WHAT THE TASK ASKS:
Each line in the records below, from the one that contains "on the curved" to the one that contains "Query: green seed pod", should be reproduced exactly, the first and last included.

EXCERPTED RECORDS:
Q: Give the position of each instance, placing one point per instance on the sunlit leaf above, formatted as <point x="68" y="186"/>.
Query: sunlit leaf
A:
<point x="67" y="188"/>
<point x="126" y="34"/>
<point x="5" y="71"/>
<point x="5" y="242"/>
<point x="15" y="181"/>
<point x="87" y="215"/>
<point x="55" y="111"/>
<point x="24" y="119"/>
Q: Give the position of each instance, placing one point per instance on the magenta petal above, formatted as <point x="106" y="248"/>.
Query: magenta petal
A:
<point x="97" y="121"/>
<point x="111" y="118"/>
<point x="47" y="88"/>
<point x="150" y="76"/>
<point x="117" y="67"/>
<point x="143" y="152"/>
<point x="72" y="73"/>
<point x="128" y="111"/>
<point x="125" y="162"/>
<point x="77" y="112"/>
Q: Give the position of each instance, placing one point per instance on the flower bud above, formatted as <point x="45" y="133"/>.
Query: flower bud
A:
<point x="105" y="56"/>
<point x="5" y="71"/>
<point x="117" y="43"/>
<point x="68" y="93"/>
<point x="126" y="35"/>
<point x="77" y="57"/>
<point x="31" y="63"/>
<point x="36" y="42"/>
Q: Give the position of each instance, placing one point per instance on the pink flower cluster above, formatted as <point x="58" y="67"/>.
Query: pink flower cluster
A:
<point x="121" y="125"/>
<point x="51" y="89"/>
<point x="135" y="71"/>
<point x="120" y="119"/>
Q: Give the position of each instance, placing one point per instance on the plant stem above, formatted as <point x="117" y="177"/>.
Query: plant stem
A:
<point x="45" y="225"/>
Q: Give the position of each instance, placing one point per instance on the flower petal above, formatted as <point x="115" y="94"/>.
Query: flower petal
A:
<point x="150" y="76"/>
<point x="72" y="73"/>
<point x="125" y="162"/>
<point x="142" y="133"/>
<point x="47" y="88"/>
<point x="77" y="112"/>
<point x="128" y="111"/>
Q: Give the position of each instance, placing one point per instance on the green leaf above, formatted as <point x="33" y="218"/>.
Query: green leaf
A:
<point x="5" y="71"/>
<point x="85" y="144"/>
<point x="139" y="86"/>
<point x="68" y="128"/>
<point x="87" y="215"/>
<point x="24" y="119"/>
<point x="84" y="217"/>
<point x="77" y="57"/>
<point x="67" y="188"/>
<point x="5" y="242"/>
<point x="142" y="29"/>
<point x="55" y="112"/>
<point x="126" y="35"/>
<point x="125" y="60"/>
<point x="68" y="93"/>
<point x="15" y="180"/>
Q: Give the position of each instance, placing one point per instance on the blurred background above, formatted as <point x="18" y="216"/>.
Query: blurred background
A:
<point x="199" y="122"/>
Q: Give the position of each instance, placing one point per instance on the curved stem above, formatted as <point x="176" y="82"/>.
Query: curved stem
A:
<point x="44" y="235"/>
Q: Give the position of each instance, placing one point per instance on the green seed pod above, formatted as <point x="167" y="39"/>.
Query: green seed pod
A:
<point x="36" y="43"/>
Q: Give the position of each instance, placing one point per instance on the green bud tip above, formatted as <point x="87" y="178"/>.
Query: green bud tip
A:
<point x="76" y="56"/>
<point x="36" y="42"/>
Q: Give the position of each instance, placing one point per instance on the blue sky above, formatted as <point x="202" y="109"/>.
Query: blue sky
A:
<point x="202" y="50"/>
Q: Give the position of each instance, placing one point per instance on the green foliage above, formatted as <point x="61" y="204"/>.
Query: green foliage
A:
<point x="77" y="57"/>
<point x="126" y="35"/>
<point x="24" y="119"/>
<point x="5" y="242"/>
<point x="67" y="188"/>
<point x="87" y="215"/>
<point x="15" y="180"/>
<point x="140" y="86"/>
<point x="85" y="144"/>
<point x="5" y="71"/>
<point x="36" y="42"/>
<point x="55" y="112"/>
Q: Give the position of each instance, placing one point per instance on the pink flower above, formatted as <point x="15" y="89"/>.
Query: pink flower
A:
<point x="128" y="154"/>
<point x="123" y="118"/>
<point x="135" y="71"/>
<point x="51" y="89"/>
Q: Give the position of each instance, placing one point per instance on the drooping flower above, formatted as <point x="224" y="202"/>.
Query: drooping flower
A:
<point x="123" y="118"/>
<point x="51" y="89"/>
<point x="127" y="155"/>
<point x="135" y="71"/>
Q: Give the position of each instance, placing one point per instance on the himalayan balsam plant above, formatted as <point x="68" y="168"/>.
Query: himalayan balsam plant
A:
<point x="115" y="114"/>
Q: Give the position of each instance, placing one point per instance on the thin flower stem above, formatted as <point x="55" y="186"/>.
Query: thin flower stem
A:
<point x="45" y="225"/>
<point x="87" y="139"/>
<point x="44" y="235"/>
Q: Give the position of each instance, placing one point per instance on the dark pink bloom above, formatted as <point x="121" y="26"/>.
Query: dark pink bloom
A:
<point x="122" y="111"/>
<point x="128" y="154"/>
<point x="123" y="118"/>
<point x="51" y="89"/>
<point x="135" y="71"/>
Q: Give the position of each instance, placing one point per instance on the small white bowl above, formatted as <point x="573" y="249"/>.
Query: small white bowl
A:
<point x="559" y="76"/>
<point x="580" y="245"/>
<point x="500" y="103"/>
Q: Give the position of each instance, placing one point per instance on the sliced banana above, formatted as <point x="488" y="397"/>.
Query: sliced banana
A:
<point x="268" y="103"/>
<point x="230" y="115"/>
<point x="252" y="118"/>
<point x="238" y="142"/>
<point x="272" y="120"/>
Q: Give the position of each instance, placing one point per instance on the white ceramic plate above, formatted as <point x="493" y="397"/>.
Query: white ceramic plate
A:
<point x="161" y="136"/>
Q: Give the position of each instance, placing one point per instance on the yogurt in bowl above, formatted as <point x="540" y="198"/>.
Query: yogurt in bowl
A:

TASK OUTPUT:
Q: Give the position of each instance, placing one point per instance on the curved stem above, formatted as <point x="176" y="82"/>.
Query: curved stem
A:
<point x="44" y="235"/>
Q: Give the position of each instance, placing one point per instance on the green seed pod above, formatted as <point x="167" y="39"/>.
Query: green seed pod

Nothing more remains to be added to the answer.